■ Exercise description: Using the data that follows, return exactly the lines from the one that contains "Spot the lichen" through the one that contains "Spot the blurred green", ends included.

· · · · · · ·

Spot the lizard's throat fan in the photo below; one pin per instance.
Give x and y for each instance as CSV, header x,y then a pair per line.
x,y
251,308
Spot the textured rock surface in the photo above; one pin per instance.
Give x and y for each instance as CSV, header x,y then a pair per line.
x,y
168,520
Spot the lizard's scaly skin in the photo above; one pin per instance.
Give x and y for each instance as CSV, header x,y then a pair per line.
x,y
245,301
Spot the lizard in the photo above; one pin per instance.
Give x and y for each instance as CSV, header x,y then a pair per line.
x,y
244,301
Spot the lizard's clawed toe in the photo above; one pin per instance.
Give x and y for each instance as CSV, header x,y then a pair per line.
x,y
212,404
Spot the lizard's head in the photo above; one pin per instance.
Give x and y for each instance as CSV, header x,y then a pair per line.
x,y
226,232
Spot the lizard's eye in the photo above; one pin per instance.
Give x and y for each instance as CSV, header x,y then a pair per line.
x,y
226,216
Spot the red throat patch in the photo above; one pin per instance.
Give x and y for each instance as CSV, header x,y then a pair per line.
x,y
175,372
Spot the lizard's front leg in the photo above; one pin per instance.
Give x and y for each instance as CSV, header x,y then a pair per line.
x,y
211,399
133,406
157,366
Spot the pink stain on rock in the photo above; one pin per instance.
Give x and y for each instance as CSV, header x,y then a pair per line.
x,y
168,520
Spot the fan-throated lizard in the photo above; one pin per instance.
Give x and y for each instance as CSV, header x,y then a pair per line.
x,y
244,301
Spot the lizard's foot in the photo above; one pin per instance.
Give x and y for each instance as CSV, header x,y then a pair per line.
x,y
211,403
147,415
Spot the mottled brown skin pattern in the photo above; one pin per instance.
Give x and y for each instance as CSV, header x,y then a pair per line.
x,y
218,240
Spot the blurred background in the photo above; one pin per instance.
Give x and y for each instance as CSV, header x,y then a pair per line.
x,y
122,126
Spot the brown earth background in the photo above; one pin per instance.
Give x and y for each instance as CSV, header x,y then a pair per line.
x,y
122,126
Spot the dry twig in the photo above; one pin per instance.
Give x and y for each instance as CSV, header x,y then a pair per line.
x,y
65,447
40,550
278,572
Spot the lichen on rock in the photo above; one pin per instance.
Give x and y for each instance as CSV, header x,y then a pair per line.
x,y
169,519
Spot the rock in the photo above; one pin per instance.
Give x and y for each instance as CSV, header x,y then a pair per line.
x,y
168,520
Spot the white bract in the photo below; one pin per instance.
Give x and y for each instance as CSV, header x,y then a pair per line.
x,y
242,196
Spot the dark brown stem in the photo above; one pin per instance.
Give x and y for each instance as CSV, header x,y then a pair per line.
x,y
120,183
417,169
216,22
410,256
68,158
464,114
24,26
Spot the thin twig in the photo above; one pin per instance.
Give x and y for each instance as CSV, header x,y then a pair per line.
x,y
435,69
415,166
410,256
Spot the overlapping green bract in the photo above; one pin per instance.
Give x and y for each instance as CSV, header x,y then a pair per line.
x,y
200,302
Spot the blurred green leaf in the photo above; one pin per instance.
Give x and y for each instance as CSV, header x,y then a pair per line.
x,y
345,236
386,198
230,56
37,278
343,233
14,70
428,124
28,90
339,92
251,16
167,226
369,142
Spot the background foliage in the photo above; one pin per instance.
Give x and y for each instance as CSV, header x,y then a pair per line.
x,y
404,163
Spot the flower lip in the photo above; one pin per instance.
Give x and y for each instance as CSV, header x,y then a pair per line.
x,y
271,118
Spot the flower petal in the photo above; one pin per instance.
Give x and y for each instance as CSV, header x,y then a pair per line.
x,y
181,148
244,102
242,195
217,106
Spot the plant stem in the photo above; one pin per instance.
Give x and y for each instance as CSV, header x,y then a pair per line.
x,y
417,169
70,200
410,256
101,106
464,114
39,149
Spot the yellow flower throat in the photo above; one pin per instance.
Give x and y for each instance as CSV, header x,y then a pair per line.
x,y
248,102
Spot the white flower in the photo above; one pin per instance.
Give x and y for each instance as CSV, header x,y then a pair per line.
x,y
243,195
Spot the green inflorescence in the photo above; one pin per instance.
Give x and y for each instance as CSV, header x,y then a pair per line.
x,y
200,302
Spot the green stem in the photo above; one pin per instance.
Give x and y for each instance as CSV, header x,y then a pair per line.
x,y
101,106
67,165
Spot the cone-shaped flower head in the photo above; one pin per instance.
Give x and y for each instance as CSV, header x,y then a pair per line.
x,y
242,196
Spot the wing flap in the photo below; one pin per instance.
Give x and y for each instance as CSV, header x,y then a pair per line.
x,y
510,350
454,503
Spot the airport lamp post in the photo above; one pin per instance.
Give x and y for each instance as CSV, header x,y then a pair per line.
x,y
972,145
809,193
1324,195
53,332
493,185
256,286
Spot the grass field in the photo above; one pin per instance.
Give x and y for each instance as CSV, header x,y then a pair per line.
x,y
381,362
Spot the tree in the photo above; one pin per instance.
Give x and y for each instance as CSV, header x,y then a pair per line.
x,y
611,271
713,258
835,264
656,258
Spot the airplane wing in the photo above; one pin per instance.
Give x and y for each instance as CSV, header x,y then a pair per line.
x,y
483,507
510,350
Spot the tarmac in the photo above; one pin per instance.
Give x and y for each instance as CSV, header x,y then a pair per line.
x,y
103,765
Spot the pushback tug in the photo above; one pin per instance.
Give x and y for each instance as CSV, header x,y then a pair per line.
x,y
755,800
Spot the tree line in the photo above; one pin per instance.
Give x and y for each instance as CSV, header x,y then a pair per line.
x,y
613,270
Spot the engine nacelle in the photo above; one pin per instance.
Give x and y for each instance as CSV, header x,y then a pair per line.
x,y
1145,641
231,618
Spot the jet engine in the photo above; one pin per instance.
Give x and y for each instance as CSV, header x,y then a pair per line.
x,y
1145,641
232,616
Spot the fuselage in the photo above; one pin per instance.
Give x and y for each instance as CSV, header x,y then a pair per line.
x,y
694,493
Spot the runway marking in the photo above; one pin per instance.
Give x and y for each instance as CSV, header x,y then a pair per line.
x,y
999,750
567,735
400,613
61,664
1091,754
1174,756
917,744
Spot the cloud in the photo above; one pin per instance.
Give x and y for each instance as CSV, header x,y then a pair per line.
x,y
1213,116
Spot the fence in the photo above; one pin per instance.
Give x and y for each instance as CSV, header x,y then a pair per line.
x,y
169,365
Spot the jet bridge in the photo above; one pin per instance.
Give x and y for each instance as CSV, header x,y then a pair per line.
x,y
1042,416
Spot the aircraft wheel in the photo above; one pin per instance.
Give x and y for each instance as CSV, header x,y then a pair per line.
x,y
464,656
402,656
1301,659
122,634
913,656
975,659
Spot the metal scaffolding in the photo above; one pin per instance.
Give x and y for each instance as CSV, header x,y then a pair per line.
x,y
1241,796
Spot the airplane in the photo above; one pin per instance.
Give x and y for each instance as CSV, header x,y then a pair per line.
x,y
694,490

· · · · · · ·

■ Response below:
Spot the lichen on rock in the photo above; one pin per instance.
Give x and y for each instance as CSV, header x,y then a pair per line.
x,y
169,519
Spot the rock in the photo above; one pin per instance.
Give x and y for each instance as CSV, header x,y then a pair per line.
x,y
168,520
Spot the white bract in the photo below; one pin per instance.
Give x and y for each instance as CSV, header x,y then a pair per line.
x,y
242,196
Spot the dark brown stem in the photo above; one pin per instance.
Give x and y for each instance as CSV, header x,y then a pair per line.
x,y
120,183
417,169
216,22
410,256
68,158
464,114
24,26
Spot the thin twig in the photo above; one pin per instance.
Give x and y for each instance as CSV, header x,y then a pair per line.
x,y
435,69
415,166
410,256
Spot the overlapping green bract in the photo above; one pin per instance.
Give x and y for each instance as CSV, header x,y then a pair per line.
x,y
200,302
Spot the blurred green leaf in the photo above; one pin per instance.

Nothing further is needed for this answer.